:: Given data

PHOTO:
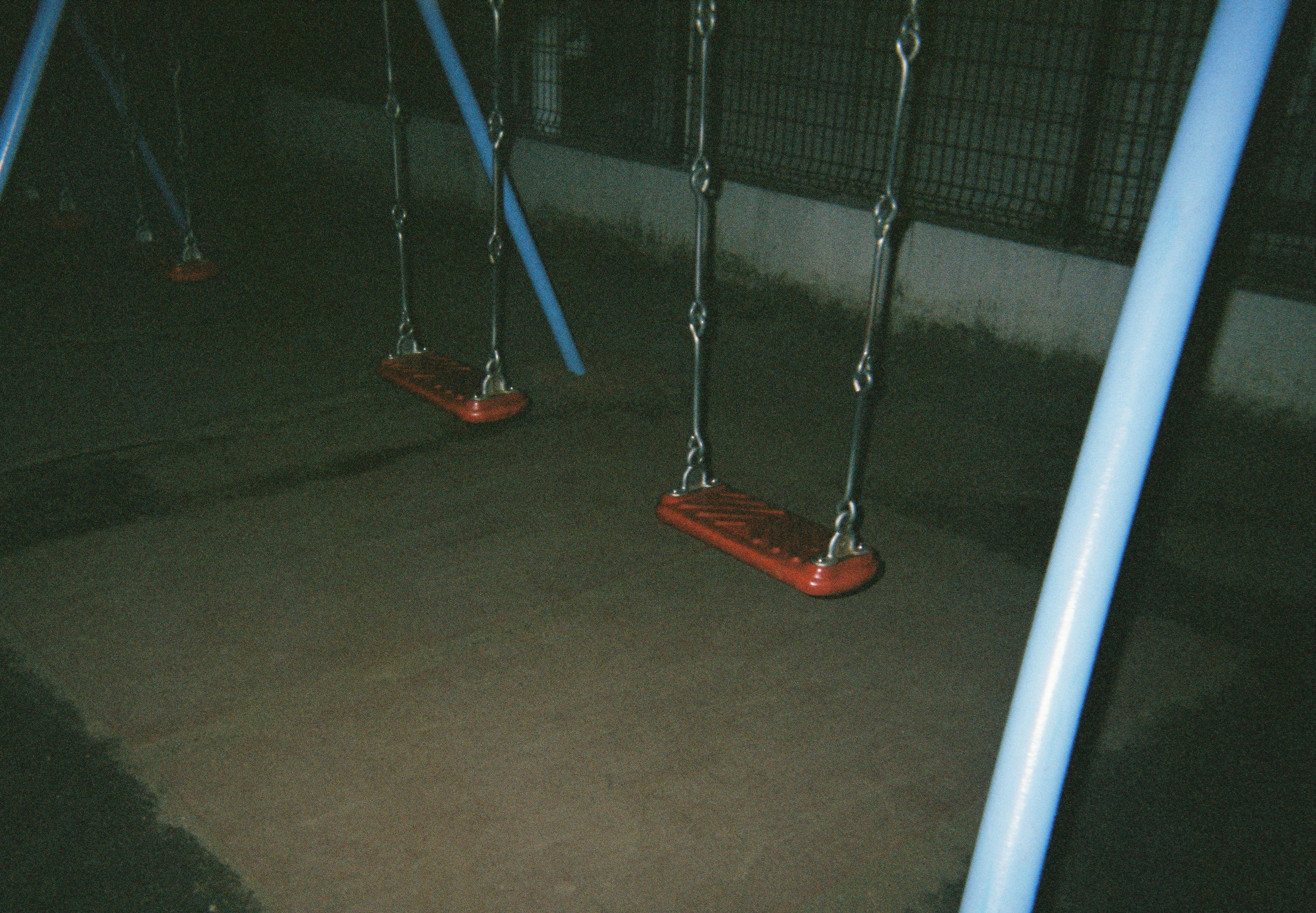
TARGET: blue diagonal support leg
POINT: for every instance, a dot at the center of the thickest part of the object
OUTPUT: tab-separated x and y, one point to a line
515	218
1076	596
27	78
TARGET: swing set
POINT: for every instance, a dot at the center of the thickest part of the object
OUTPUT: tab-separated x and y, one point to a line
191	266
805	554
443	381
794	550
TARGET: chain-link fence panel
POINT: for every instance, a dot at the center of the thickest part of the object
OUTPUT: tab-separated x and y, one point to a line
1048	122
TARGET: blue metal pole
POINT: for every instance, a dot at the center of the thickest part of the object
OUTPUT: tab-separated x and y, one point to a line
474	119
116	97
1112	464
27	78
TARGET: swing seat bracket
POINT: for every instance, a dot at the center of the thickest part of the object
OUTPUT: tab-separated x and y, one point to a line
768	537
451	385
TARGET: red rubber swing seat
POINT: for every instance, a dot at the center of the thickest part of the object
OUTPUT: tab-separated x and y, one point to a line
194	271
766	537
449	385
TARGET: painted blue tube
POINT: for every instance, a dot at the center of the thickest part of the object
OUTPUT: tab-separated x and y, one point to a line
1112	464
474	119
27	78
116	97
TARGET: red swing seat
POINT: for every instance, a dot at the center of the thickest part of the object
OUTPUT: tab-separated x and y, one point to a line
194	271
774	541
449	385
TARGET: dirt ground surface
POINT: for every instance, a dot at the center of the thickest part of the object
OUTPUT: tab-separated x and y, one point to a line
382	661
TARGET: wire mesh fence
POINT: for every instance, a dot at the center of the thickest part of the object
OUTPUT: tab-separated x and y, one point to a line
1047	122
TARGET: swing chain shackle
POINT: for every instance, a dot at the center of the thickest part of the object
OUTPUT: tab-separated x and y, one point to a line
407	342
697	475
845	540
494	383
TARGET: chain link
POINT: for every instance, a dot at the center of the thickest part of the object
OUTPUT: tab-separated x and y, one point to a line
407	342
191	252
845	540
494	382
697	475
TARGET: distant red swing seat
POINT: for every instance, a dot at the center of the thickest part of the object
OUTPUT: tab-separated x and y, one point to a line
194	271
766	537
452	386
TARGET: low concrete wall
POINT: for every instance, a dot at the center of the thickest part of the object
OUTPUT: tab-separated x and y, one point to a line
1265	356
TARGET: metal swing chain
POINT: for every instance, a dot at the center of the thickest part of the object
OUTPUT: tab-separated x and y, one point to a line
191	252
702	183
845	543
494	383
407	342
143	233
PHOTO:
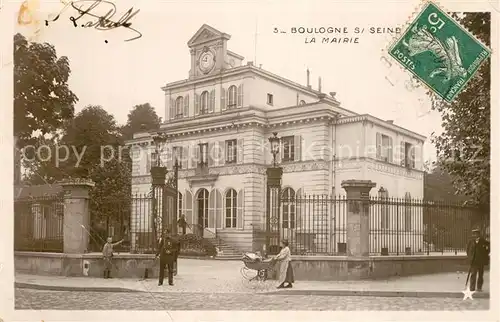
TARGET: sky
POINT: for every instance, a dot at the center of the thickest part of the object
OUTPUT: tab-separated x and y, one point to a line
118	75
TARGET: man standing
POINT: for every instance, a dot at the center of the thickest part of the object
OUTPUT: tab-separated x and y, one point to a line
166	251
478	253
107	254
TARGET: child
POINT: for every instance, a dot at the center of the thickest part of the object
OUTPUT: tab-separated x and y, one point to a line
107	253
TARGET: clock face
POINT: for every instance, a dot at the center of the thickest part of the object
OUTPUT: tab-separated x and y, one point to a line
207	61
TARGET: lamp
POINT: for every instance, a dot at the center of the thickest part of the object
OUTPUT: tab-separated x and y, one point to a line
275	146
159	139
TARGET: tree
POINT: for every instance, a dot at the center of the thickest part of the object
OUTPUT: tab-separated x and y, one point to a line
42	98
438	186
141	118
464	146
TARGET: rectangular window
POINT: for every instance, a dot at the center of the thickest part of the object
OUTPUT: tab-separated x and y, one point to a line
409	156
288	148
407	212
204	153
386	148
151	161
270	99
177	155
231	150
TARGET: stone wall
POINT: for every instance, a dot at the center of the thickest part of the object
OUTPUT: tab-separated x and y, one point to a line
325	268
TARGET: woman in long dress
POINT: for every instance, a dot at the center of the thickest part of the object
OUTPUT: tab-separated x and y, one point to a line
284	259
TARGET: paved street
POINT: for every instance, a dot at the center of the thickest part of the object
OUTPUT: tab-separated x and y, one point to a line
64	300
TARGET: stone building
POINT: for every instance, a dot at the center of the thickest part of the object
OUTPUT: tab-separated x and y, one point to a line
219	120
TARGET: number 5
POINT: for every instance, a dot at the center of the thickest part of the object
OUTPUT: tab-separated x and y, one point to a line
432	20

::::

Prompt: Reproduce the records from the line containing "TARGET: number 5" through the last line, inclusive, with the requests intact. Decrease every x and y coordinate in the answers by 36.

Output of the exercise:
TARGET: number 5
POINT: for every instance, a dot at the center of the thickest part of the object
OUTPUT: tab-separated x and y, one point to a line
396	-16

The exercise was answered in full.